Dataset entries:
◇ ◇ ◇

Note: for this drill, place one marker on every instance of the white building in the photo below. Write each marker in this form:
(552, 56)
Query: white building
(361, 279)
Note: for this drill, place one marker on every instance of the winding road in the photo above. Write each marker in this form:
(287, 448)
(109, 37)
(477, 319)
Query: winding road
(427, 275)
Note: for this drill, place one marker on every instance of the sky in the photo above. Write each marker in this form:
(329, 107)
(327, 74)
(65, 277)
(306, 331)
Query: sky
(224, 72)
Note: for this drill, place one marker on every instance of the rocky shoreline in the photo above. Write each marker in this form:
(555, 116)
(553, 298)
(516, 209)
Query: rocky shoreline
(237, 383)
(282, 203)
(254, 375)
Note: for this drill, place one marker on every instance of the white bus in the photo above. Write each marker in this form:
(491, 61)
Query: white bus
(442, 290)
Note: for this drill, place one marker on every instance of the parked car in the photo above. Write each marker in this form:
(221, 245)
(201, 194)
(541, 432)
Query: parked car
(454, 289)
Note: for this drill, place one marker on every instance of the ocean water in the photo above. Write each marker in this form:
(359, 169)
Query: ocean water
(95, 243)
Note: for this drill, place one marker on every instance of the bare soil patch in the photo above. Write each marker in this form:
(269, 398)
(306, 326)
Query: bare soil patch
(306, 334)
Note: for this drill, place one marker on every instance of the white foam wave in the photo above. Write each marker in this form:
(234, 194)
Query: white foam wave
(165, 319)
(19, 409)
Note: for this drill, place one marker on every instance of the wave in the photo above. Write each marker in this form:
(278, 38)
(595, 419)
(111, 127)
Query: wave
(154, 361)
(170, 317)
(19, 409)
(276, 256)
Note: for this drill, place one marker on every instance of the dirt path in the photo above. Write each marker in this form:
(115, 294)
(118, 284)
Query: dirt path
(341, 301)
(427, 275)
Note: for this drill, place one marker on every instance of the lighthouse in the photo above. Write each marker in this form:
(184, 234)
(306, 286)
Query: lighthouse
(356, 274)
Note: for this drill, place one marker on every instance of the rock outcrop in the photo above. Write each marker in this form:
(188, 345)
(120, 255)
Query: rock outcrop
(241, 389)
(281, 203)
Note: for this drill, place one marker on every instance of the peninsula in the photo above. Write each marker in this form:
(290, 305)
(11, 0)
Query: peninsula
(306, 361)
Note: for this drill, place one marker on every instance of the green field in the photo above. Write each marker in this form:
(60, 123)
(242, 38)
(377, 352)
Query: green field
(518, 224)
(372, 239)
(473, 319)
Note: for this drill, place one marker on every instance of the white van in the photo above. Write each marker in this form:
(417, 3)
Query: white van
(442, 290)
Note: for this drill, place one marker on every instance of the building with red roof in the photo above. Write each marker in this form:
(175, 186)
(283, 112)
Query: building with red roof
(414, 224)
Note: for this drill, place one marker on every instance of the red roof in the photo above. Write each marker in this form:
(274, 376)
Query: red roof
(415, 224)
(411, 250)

◇ ◇ ◇

> _Action item_
The answer must be a word-for-word reproduction of every record above.

> _The completed task_
Note: for this drill, place one marker on every instance of the white building in the photo below. Write each marker in this form:
(552, 56)
Query: white building
(361, 279)
Note: for this drill, place one marker on every instance of the winding road in the photo above. Write each marker in this form:
(287, 448)
(109, 37)
(477, 319)
Query: winding road
(427, 275)
Note: for this drill, place one marker on every instance of the sky in the photo above. Write each marker in this form:
(329, 107)
(327, 74)
(65, 277)
(306, 331)
Query: sky
(224, 72)
Note: for this drill, place one marker on every instance of the rocky shoreline in the photo above. Write each marker in this form:
(555, 116)
(553, 298)
(516, 209)
Query: rocky shoreline
(237, 383)
(282, 203)
(254, 375)
Note: for this drill, place one marker on every instance of the white bus in the photo above. Write each marker in this form:
(491, 61)
Query: white bus
(442, 290)
Note: for this drill, place one marker on every instance of the parked car in the photo above. Write each marker in this form:
(221, 245)
(201, 194)
(541, 432)
Query: parked car
(454, 289)
Note: for this drill, place one marker on every instance of the ocean water in the photo above. Write each marker in this form:
(359, 169)
Query: ocean water
(95, 243)
Note: for this drill, place one marker on every instance of the bare soil patch in the photo above. Write each marker in this form:
(269, 398)
(306, 326)
Query: bare soil patch
(306, 334)
Note: for this drill, place one marker on every instance of the white foam wave in the photo above. Write each marker in this form:
(234, 194)
Query: white foam wave
(165, 319)
(19, 409)
Note: for this drill, place one marker on every instance of the wave in the photo above. Write each marker in this form:
(278, 38)
(595, 419)
(111, 127)
Query: wave
(154, 361)
(170, 317)
(19, 409)
(276, 256)
Note: for this drill, place one marker on every instance of the dirt path in the photo above. Write each marker in this form:
(115, 294)
(118, 284)
Query: dirt path
(341, 301)
(427, 275)
Note: for this drill, place one marker on every instance of the lighthouse in the photo above. Write each marker in this form:
(184, 234)
(306, 286)
Query: lighthouse
(356, 274)
Note: for this drill, place one marker on every instance of the rock outcrop in the photo above. Write each marker in this form:
(188, 345)
(120, 255)
Query: rock outcrop
(241, 389)
(281, 203)
Note: for this drill, place one marker on every instance of the peninsula in the photo above. Write each marker in this form:
(290, 305)
(11, 0)
Query: peninsula
(306, 361)
Note: for this drill, place one marker on every instance of the green field in the photo above. Write each marker in this form:
(60, 123)
(242, 38)
(377, 352)
Query: green field
(518, 224)
(372, 239)
(473, 319)
Note: for this drill, place one marker on every instance of the white van in the photo above. Write each marker in this form:
(417, 3)
Query: white van
(442, 290)
Note: for this drill, place one marker on every instance of the building with red roof in the photo above. Write each marker in this form:
(175, 186)
(283, 112)
Query: building with red roof
(414, 224)
Note: for this drill, place one marker on every instance of the red roof in the photo above. Write each marker in this form:
(274, 376)
Query: red roof
(415, 224)
(411, 250)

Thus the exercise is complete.